WHAT IS NEEDED
Could you rewrite the rows below, changing every "integer pixel coordinates" to "whole-number pixel coordinates" and leaving all other text unchanged?

DATA PROVIDED

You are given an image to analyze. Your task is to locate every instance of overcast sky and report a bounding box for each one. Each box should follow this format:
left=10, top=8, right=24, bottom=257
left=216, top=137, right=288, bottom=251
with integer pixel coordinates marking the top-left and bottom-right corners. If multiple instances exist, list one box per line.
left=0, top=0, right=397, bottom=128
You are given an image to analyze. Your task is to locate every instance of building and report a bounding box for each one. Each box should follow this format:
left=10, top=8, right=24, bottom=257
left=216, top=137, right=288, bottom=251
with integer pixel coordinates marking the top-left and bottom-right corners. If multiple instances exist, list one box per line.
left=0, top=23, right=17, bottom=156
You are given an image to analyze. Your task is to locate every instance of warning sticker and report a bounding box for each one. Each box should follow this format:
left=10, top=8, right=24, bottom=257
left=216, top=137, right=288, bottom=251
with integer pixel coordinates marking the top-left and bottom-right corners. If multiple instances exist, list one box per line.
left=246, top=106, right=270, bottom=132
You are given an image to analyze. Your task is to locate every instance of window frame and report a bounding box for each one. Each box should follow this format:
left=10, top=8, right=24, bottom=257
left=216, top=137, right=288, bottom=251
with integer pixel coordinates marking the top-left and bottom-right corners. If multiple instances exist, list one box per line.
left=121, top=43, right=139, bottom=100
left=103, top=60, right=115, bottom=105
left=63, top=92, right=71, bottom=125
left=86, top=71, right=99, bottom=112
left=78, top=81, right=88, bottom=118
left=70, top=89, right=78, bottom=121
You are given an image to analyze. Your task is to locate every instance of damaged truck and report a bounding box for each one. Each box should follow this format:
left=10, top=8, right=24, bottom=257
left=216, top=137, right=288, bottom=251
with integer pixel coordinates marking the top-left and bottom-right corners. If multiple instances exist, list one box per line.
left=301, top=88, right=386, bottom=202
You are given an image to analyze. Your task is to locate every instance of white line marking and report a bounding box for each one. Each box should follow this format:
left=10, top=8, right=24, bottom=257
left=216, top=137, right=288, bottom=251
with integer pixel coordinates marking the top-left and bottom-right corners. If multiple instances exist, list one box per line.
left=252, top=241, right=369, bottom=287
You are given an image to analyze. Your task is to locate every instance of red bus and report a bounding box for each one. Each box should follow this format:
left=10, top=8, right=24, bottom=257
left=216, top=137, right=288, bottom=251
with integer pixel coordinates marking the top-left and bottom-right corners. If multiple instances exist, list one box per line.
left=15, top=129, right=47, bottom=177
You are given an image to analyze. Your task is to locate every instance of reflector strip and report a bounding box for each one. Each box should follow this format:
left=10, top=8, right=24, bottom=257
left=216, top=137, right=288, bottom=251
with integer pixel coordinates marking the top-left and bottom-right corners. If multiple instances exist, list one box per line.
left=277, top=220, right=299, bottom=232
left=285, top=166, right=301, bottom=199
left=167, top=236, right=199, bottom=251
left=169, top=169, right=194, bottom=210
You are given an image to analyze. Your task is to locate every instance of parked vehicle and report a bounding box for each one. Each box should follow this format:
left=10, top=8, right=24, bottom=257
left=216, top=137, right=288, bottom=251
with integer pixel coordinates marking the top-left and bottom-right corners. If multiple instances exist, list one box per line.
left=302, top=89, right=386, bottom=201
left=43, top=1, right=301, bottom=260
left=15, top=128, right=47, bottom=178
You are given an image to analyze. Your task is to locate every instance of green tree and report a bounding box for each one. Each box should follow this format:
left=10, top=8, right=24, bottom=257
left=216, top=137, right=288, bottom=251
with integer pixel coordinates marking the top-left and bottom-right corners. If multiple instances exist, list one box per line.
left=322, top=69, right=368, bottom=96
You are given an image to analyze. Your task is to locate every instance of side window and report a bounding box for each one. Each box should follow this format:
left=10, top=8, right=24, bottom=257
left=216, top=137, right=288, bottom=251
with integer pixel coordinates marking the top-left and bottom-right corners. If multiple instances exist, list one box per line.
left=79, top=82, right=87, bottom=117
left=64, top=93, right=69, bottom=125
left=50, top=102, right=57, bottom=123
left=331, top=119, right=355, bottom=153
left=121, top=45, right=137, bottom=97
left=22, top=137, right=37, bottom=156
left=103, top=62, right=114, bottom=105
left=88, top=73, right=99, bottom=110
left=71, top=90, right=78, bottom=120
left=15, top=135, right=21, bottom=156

WRITTEN SOLUTION
You are given an image to analyze. Your task is to locate every instance of overcast sky and report a bounding box for each one. Each box should follow this format:
left=10, top=8, right=24, bottom=257
left=216, top=137, right=288, bottom=251
with whole-number pixel coordinates marking the top-left and bottom-right corners. If multiple instances exist, list one box per line.
left=0, top=0, right=397, bottom=128
You are given an image to analyze. Your task is to locate every instance of building and report a bounding box for each one. Each box should follow this format:
left=10, top=8, right=24, bottom=257
left=216, top=137, right=288, bottom=251
with whole-number pixel coordinates marking the top-left and bottom-right corners. If multiple instances exist, list one box per line.
left=0, top=23, right=17, bottom=156
You are given an image to analyze. Your task is to locate every instance of warning sticker and report a bounding box for each one. Each box should follow this format:
left=10, top=8, right=24, bottom=257
left=216, top=137, right=288, bottom=251
with whole-number pixel coordinates marking the top-left and bottom-right corners. If multiple instances exist, list one box per line.
left=246, top=106, right=270, bottom=132
You are given an image to analyze. Your task is to locate every instance of window frame and report a bounding box for each one. Each box should follow this format:
left=10, top=8, right=24, bottom=257
left=216, top=137, right=288, bottom=251
with whole-number pixel coordinates marking the top-left and bottom-right corners. If multiple instances exist, list one box per line.
left=121, top=43, right=139, bottom=100
left=103, top=60, right=115, bottom=105
left=63, top=92, right=71, bottom=125
left=86, top=71, right=99, bottom=112
left=78, top=81, right=88, bottom=118
left=70, top=89, right=78, bottom=121
You are given an image to analyze. Your task is to locate every instance of damaged truck and report a bounding box for each one. Each box should follow this format:
left=10, top=8, right=24, bottom=257
left=216, top=137, right=288, bottom=251
with whole-number pixel coordinates marking the top-left and bottom-right corners. If multiple instances exist, list one box per line.
left=301, top=88, right=386, bottom=202
You are given an image to analyze. Your task is to locate every instance of white line marking and report a bounding box for each one. Each box should follow this format:
left=10, top=8, right=24, bottom=257
left=216, top=137, right=288, bottom=251
with whole-number pixel coordinates marking the top-left and bottom-right corners. If multiple instances exist, list one box per line.
left=252, top=241, right=369, bottom=287
You are given an image to analyze. Your task is to locate every instance of red bus and report a bounding box for each one. Each box should follow this format:
left=10, top=8, right=24, bottom=257
left=216, top=137, right=288, bottom=251
with whole-number pixel coordinates marking the top-left and bottom-right corners. If multiple instances exist, list one box per line.
left=15, top=129, right=47, bottom=177
You are given an image to analyze. Your task is to locate every instance of reflector strip and report a bounding box for each one. Each box should follow this format:
left=10, top=8, right=24, bottom=257
left=216, top=137, right=288, bottom=251
with whole-number pixel coordinates marking the top-left and bottom-right corners. If multiple instances exist, list one box per line.
left=277, top=220, right=299, bottom=232
left=285, top=166, right=301, bottom=199
left=167, top=236, right=199, bottom=251
left=169, top=169, right=194, bottom=210
You are given an image to analyze. Your task is to locate every instance of parked vehicle and report a bounding box for each one. Each box should follow this format:
left=10, top=8, right=24, bottom=257
left=216, top=137, right=288, bottom=251
with whole-number pixel coordinates marking the top-left and bottom-right corners. If multiple instances exist, list one box per line.
left=302, top=89, right=386, bottom=201
left=43, top=1, right=301, bottom=260
left=15, top=128, right=47, bottom=178
You are given an image to analyze. Your task is to locate every instance of green tree and report a bounding box for each one. Each box should follow this format:
left=10, top=8, right=24, bottom=257
left=216, top=137, right=288, bottom=251
with whole-number pixel coordinates marking the top-left and bottom-right corners. If multiple instances exist, list one box per line.
left=322, top=69, right=368, bottom=96
You are given an image to analyze. Your task is to locate every instance of side window and report a bounding box for each one. Each box should follow this format:
left=10, top=8, right=24, bottom=257
left=216, top=137, right=288, bottom=251
with whole-number pixel coordinates marking the top-left and bottom-right corners. If multiple instances exist, list one box per line.
left=79, top=82, right=87, bottom=117
left=64, top=93, right=69, bottom=125
left=50, top=102, right=57, bottom=123
left=331, top=119, right=355, bottom=153
left=121, top=45, right=137, bottom=97
left=22, top=137, right=37, bottom=156
left=103, top=62, right=114, bottom=105
left=88, top=73, right=99, bottom=110
left=71, top=90, right=78, bottom=120
left=15, top=135, right=21, bottom=156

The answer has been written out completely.